**元の文書**
********
この構成では、アクセルペダルが踏み込まれていない場合およびアクセルペダルが踏み込まれる場合ともに、第1シャフトは、支持部材のハウジング部の嵌合孔の内壁面の同じ側に押し付けられる。言い換えれば、第1シャフトに作用する付勢力の方向は、アクセルペダルの踏み込み前後で変化しない。そのため、アクセルペダルの踏み込み前後においてハウジング部の嵌合孔内で第1シャフトが揺動する所謂軸ずれを防止することができる。したがって、軸ずれに起因して第1シャフトの回動角の検出精度が低下することを抑制することができる。
【0019】
ここで、従来、ロータの支持部材側への押付力によって、支持部材がロータから離間する方向へ変形するおそれがあった。この支持部材の変形により、アクセルペダルの踏力と回動角との関係すなわち踏力特性が変化するという問題があった。
これに対し、請求項8に記載の発明では、支持部材は、ロータの支持部材側への押付力の受け部に金属製の補強部材が埋め込まれた樹脂成形品である。この構成によれば、軽量化を実現しつつ、ロータの押付力により支持部材が変形することを抑制することができる。したがって、支持部材の変形に起因してアクセルペダルの踏力特性が変化することを抑制することができる。
【0020】
請求項9に記載の発明によるアクセル装置は、支持部材、第1シャフト、第2シャフト、アクセルペダル、回転角検出手段、ペダルロータ、ロータ、第1はす歯、第2はす歯、第1付勢手段および第2付勢手段を備える。
********
**データ抜粋**
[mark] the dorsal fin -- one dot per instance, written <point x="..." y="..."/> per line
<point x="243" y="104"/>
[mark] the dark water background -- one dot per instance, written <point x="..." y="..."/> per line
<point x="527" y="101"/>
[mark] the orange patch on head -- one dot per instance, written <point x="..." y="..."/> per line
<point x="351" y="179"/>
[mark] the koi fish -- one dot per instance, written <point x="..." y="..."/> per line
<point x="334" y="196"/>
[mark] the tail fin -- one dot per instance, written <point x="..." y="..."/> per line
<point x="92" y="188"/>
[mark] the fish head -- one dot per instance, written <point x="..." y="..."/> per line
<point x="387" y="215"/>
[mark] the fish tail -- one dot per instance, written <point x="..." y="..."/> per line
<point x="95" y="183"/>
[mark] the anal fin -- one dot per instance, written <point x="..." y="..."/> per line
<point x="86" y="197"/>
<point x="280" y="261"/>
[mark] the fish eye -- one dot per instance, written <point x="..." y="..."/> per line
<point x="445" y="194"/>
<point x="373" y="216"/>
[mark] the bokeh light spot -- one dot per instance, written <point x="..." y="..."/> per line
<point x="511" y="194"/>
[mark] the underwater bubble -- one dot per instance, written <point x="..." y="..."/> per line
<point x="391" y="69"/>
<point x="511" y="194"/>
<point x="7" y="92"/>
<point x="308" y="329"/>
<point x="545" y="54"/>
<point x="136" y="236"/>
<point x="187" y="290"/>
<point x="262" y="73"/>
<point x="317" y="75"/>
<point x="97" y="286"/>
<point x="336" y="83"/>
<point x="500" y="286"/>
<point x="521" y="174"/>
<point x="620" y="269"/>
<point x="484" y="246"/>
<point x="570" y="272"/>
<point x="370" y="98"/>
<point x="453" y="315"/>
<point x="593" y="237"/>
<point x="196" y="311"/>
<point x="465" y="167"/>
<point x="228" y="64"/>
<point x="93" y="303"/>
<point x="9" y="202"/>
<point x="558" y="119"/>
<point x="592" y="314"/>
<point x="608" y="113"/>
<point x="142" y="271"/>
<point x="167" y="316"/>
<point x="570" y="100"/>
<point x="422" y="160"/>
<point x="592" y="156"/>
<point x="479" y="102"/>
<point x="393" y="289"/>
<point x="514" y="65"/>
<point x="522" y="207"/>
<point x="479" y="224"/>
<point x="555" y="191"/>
********
**指示 1**
アクセル装置の文書で、請求項8に記載の発明の支持部材はどのようなものとされているか。
**指示 2**
アクセル装置の文書を、最後の文の後から書き継いでください。

**解答 1**
ロータの支持部材側への押付力の受け部に金属製の補強部材が埋め込まれた樹脂成形品である。

**解答 2**
支持部材は、車体に取付可能である。第1シャフトは、支持部材に回動可能に支持される。第2シャフトは、第1シャフトと軸平行に設けられ、支持部材に回動可能に支持される。アクセルペダルは、第1シャフトに一体に設けられ、踏込量に応じて第2シャフトを回動可能に前記第2シャフトに連結される。回転角検出手段は、支持部材に対する第2シャフトの相対回転角を検出する。
ペダルロータは、第2シャフトに一体に設けられる。ロータは、ペダルロータの軸方向両側に設けられる。両ロータは、ペダルロータに対し相対回動可能である。第1はす歯は、アクセル閉方向側ほど両ロータ側に突き出すようにペダルロータに一体に設けられる。
【0021】
両ロータは、アクセル開方向側ほどペダルロータ側に突き出す第2はす歯を一体に形成する。第2はす歯は、ペダルロータがアクセル開方向へ回動するとき第1はす歯と係合し両ロータを支持部材側に押し付ける。また、第2はす歯は、ペダルロータがアクセル閉方向へ回動するとき第1はす歯と干渉することなしに、アクセル全閉位置にペダルロータが回動可能に形成される。
第1付勢手段は、両ロータをアクセル閉方向へ付勢する。第2付勢手段は、アクセルペダル、第1シャフト、第2シャフトまたはペダルロータをアクセル閉方向へ付勢する。
【0022】
このように構成されるアクセル装置では、支持部材側へ押し付けられる両ロータは、支持部材と直接的または間接的に摩擦係合することで抵抗トルクを受ける。この抵抗トルクは、第2はす歯および第1はす歯を経由してペダルロータに伝達される。ペダルロータに伝達される抵抗トルクは、アクセルペダルの踏み込みを解除するときアクセルペダルの回動角に対応するアクセル開度を維持するように作用する。これにより、アクセルペダルの踏み込みを所望の位置で維持するときやアクセルペダルの踏み込みを徐々に戻すとき等に踏力が小さくて済む。そのため、アクセルペダルを操作する操作者の労力が減る。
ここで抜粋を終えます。